- AIM
Arrange all of the data below as a two-column CSV with the header instruction,boxes, giving one row per request. Place each request's text in the instruction field and its answer in the boxes field, enclosing every field in double quotes and replacing line breaks with spaces.

[Dataset items]
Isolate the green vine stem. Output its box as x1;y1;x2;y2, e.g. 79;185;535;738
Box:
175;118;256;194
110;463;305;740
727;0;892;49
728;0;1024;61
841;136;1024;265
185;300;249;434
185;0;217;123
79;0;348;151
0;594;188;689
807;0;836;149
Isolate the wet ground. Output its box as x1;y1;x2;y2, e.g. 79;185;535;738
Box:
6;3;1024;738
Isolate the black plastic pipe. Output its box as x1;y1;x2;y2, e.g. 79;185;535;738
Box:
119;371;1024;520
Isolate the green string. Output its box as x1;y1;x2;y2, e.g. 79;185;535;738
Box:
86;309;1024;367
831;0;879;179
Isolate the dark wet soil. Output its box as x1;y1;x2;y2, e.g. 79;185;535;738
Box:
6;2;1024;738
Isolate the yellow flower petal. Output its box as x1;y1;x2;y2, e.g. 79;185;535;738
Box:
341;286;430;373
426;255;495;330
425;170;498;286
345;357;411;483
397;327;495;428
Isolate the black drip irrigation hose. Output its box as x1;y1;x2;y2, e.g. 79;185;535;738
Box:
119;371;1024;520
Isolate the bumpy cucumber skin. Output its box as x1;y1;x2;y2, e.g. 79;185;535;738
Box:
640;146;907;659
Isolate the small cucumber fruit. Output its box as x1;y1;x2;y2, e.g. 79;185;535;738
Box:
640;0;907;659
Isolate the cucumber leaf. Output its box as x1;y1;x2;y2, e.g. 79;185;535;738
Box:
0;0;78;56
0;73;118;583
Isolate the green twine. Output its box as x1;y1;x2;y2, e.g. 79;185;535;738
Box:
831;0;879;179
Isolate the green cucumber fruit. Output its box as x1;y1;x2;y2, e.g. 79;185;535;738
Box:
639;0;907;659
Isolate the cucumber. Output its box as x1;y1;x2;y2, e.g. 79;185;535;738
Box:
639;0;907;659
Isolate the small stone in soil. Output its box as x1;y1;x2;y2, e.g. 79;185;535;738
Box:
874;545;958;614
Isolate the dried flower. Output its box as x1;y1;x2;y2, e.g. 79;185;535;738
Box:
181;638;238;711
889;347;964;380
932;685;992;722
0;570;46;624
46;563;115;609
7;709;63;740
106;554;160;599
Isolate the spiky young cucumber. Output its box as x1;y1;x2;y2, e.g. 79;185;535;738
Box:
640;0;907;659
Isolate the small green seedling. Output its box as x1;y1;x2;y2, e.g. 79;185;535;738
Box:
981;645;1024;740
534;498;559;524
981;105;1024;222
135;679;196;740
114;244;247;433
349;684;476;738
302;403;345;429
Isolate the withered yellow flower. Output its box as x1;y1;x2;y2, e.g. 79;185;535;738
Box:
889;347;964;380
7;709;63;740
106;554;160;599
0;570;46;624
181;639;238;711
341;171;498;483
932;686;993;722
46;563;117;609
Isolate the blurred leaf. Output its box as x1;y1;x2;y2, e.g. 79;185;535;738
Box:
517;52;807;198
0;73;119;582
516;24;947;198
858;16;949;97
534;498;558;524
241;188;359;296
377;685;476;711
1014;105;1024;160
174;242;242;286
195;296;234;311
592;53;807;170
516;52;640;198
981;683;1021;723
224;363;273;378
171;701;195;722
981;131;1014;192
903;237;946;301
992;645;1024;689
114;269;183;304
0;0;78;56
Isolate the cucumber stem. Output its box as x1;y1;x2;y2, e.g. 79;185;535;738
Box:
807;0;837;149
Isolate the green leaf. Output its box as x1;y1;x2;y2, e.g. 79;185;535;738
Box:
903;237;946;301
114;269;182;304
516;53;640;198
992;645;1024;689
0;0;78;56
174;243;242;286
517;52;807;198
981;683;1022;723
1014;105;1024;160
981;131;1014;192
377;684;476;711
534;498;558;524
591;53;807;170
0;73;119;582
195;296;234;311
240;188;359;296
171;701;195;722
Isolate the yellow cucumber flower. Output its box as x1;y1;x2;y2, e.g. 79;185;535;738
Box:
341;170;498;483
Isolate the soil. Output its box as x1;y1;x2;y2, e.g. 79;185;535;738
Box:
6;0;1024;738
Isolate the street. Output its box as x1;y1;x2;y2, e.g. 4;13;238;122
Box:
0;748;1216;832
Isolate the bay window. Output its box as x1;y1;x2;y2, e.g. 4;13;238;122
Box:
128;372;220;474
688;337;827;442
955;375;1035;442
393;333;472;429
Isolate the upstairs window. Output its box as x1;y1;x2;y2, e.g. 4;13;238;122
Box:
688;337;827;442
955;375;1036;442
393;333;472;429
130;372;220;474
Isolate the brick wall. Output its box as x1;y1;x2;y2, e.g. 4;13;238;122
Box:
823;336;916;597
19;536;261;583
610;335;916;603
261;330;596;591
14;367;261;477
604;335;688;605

- RESPONSE
instruction,boxes
"Isolate the green vine stem. Output its box as x1;y1;x2;y2, e.g. 79;185;535;738 Box:","175;118;256;194 110;463;305;740 727;0;892;49 728;0;1024;61 841;136;1024;265 185;300;249;434 185;0;217;123 79;0;348;151 0;594;188;689 807;0;836;149"
"Isolate the wet ground. Output its box as x1;y1;x2;y2, e.g. 79;185;535;738 Box:","6;3;1024;738"
"Isolate the black plastic pipe. Output its box as x1;y1;x2;y2, e.g. 79;185;535;738 Box:","119;371;1024;520"
"Isolate the green string. Output its box as x1;y1;x2;y2, e.g. 79;185;535;738 Box:","86;309;1024;367 831;0;879;179"
"Isolate the dark wet soil. Output its box as x1;y1;x2;y2, e.g. 79;185;535;738 Box:","6;2;1024;738"
"Isolate the yellow flower petal. Output its box as x1;y1;x2;y2, e.g. 79;185;535;738 Box:","341;286;430;373 426;255;495;330 425;170;498;286 345;357;411;483 397;327;495;428"
"Isolate the black drip irrigation hose. Output its box as x1;y1;x2;y2, e.g. 79;185;535;738 Box:","119;371;1024;520"
"Isolate the bumpy cucumber skin. Output its box as x1;y1;x2;y2, e.g. 79;185;535;738 Box:","640;146;907;659"
"Isolate the small cucumber fruit. Output its box as x1;y1;x2;y2, e.g. 79;185;535;738 Box:","640;0;907;659"
"Isolate the cucumber leaf. Output its box as x1;y1;x2;y2, e.g. 79;185;535;738 Box:","0;0;78;56 0;73;118;583"
"Isolate the green twine. Output its box as x1;y1;x2;y2, e.g. 79;185;535;738 Box:","831;0;879;179"
"Isolate the green cucumber fruit. Output its box as x1;y1;x2;y2, e.g. 79;185;535;738 Box:","639;0;907;659"
"Isolate the cucumber. Output its box as x1;y1;x2;y2, e.g. 79;185;535;738 Box:","639;0;907;659"
"Isolate the small stone in soil. Output its box as x1;y1;x2;y2, e.g. 79;185;535;738 Box:","874;545;958;614"
"Isolate the dried flower. Output its box as x1;y1;x2;y2, e.g. 79;185;535;738 Box:","181;638;238;711 889;347;964;380 932;685;992;722 0;570;46;624 46;563;115;609 7;709;63;740 106;554;160;599"
"Isolate the spiky young cucumber. Output its box as x1;y1;x2;y2, e.g. 79;185;535;738 Box:","640;0;907;659"
"Isolate the small green seedling. Output its box as x1;y1;x2;y2, e.g. 79;185;535;738 Box:","981;645;1024;740 534;498;559;524 981;105;1024;222 135;679;196;740 114;244;247;433 349;684;476;738 302;403;345;429"
"Isolate the withered yellow flower. Output its box as x1;y1;x2;y2, e.g. 79;185;535;738 Box:","889;347;964;380 7;709;63;740 106;554;160;599 0;570;46;624 181;639;238;711 341;171;498;483 932;686;993;722 46;563;117;609"
"Isolate the blurred leaf. Output its box as x1;y1;x2;y2, e.g. 79;185;535;738 Box:","517;52;807;198 0;73;119;582 516;24;947;198 858;16;949;97 534;498;558;524 241;188;359;296 377;685;476;711 1014;105;1024;160 174;242;242;286 195;296;234;311 592;53;807;170 516;52;640;198 981;683;1021;723 224;363;273;378 171;701;195;722 981;131;1014;192 903;237;946;301 992;645;1024;689 114;269;183;304 0;0;78;56"
"Isolate the cucumber stem. Output its box as x1;y1;x2;y2, e.g. 79;185;535;738 Box:","807;0;837;149"
"Isolate the green leaf. Output its box as x1;y1;x2;y2, e.g. 79;185;535;738 Box:","903;237;946;301 114;269;182;304 516;53;640;198 992;645;1024;689 0;0;78;56 174;243;242;286 517;52;807;198 981;683;1022;723 1014;105;1024;160 981;131;1014;192 377;684;476;711 534;498;558;524 591;53;807;170 0;73;119;582 195;296;234;311 240;188;359;296 171;701;195;722"
"Isolate the yellow cucumber flower. Output its box as x1;y1;x2;y2, e.g. 79;185;535;738 Box:","341;170;498;483"
"Isolate the soil. Output its box as x1;y1;x2;y2, e.g. 79;185;535;738 Box:","6;0;1024;738"
"Isolate the street. Output its box as x1;y1;x2;y2, e.g. 4;13;238;122 Box:","0;748;1216;832"
"Isolate the bay window. Output its box as x1;y1;x2;y2, e.g. 4;13;238;122 Box:","128;372;220;474 688;337;827;442 955;375;1035;442 393;333;472;429"
"Isolate the upstairs window. Output its box as x1;y1;x2;y2, e.g. 4;13;238;122 Box:","688;337;827;442 955;375;1036;442 393;333;472;429 130;372;220;474"
"Isolate the brick wall. Output its box as x1;y1;x2;y2, e.g. 4;13;238;122 Box:","823;336;916;597 19;536;261;583 610;335;916;603 261;330;596;591 14;367;261;477 604;335;688;605"